#### [SOURCE PASSAGE]
===============
The recently released CDC 2022 National Diabetes Statistics Report reveals that more than 130 million adults in the US are living with either diabetes or prediabetes. However, the more important detail revealed by the report involves the fact that there’s a higher prevalence of diabetes in those who are poor. While the disease is manageable, the costs are not if you are not careful.
Diabetes costs can add up over time. An old American Diabetes Association (ADA) report revealed that people with diabetes have 2.3 times higher medical expenditures than those who don’t have diabetes. However, there are ways in which people with diabetes can save on their medical costs so that managing diabetes doesn’t leave them with a gaping hole in their bank balance.
A diabetes diagnosis is often accompanied by a laundry list of expensive supplies and medications to keep up with. These include insulin, oral medications, glucose tablets, syringes, lancets, and test strips. According to ADA, 1 in 4 diabetics say they self-ration medications, and 3 million said they skip blood glucose tests.
However, we are here to tell you that it’s manageable. There are more ways than one now to manage these diabetic care costs and also look after your health. Let’s take a look.
===============
#### [GIVEN INFORMATION]
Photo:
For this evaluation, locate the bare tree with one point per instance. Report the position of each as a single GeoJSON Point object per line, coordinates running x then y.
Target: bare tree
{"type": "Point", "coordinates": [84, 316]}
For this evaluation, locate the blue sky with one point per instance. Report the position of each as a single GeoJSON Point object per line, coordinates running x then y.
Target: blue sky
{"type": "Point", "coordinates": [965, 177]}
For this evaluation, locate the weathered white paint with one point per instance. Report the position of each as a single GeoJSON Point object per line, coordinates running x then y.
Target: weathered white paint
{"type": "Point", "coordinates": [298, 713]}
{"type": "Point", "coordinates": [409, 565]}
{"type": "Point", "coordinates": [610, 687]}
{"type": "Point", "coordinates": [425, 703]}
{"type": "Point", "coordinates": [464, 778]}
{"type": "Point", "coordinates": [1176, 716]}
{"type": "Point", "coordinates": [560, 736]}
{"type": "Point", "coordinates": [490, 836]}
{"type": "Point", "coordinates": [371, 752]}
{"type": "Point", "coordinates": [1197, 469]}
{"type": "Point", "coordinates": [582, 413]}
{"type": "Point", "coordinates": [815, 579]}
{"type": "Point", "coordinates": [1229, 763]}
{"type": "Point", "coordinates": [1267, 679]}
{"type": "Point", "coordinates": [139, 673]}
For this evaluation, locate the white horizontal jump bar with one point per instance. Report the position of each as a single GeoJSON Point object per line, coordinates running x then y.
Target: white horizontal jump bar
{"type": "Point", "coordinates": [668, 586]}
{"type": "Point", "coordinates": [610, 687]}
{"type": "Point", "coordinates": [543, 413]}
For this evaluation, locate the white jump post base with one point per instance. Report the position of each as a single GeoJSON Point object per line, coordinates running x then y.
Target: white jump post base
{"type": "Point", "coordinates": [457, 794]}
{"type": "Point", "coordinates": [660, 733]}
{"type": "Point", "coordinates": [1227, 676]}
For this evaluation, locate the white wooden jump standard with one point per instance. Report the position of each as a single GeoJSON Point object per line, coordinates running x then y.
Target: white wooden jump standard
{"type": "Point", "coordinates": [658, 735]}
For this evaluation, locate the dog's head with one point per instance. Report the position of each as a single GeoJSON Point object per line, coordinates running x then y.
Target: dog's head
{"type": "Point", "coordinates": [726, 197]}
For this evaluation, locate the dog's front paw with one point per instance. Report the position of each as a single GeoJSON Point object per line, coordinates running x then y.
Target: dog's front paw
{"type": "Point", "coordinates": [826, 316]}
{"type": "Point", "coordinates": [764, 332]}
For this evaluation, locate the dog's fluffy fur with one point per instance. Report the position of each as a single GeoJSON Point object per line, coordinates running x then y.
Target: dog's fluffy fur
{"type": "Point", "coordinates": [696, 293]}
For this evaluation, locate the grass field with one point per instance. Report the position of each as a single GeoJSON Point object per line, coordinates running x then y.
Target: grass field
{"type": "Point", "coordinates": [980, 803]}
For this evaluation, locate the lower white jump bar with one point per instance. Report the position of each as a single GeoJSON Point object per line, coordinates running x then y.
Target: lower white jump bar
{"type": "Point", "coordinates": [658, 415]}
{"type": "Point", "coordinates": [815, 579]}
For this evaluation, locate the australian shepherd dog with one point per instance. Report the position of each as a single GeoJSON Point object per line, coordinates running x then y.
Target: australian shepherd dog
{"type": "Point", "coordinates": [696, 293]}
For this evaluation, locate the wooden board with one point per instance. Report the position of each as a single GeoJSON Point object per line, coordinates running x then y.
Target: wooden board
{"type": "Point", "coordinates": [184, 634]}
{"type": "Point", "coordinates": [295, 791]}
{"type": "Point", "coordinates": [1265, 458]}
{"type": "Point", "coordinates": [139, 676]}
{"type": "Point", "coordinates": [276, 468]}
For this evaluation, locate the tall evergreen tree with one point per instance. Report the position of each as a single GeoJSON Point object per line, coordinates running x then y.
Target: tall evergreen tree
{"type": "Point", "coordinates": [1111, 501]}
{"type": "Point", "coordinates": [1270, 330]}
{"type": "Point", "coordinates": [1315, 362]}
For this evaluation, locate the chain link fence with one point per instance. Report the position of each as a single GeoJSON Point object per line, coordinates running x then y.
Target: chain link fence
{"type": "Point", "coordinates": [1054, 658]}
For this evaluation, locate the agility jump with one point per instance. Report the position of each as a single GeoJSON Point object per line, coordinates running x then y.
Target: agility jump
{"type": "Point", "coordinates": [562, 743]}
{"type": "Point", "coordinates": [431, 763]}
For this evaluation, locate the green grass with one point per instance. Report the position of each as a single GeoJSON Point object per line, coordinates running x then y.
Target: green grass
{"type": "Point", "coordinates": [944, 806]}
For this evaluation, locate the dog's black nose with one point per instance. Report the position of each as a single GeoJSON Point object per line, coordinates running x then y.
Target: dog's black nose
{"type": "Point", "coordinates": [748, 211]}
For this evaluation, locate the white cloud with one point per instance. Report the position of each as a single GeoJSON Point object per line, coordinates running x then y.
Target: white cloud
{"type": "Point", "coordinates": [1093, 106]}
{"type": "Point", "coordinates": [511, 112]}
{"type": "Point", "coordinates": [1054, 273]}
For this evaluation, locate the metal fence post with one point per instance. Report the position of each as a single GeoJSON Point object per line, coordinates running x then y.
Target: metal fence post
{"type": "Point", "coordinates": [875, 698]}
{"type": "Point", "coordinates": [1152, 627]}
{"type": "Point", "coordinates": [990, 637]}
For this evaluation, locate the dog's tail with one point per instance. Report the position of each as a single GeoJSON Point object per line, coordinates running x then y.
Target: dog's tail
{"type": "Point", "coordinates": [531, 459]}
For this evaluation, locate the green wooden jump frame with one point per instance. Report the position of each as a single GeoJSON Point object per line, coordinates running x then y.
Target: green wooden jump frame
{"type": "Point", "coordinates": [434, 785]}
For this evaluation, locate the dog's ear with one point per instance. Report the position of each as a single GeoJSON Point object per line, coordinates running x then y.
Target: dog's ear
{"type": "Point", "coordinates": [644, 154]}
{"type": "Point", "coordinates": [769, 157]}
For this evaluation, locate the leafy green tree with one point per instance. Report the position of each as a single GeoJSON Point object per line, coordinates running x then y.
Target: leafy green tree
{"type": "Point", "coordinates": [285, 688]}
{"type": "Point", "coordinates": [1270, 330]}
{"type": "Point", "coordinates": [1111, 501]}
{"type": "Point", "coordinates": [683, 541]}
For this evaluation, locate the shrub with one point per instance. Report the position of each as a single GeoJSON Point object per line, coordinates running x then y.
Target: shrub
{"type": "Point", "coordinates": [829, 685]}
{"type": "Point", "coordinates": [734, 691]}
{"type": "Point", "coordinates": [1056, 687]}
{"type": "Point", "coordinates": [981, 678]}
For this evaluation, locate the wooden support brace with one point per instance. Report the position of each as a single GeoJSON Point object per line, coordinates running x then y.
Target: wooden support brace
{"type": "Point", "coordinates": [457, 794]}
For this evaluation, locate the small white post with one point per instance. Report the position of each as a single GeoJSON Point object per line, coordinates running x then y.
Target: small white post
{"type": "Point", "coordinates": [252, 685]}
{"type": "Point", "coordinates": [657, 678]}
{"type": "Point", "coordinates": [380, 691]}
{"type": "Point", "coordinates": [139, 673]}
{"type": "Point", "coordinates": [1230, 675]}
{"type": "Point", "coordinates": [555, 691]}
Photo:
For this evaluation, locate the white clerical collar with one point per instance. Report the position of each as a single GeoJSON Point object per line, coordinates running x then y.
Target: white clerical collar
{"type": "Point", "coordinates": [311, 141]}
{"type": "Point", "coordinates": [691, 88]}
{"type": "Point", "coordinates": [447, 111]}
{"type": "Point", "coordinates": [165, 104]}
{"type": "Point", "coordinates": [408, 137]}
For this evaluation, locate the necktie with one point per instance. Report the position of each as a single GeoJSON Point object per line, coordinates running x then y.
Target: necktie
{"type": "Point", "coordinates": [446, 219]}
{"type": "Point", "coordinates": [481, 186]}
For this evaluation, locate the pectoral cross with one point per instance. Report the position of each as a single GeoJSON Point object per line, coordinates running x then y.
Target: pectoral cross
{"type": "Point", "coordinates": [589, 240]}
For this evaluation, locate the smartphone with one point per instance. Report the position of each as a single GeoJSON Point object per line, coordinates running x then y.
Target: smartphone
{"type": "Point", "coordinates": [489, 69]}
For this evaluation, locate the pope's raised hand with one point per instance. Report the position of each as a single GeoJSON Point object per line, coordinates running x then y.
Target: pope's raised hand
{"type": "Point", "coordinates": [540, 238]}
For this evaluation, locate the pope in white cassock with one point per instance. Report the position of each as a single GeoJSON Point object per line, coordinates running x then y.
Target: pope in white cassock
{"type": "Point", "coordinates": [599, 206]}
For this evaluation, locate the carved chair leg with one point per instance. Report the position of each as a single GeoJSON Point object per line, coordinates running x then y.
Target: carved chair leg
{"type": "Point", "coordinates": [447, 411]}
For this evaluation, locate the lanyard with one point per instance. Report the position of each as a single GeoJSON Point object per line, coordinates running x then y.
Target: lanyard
===============
#### [TASKS TO COMPLETE]
(a) According to the old ADA report cited in the diabetes cost passage, how much higher are medical expenditures for people with diabetes than for those without it?
(b) Transcribe the diabetes cost passage from "A diabetes diagnosis" to "blood glucose tests.".
The entries are separate material, unrelated to the diabetes cost passage.

#### [RESULTS OF THE EXERCISE]
(a) They are 2.3 times higher.

(b)
A diabetes diagnosis is often accompanied by a laundry list of expensive supplies and medications to keep up with. These include insulin, oral medications, glucose tablets, syringes, lancets, and test strips. According to ADA, 1 in 4 diabetics say they self-ration medications, and 3 million said they skip blood glucose tests.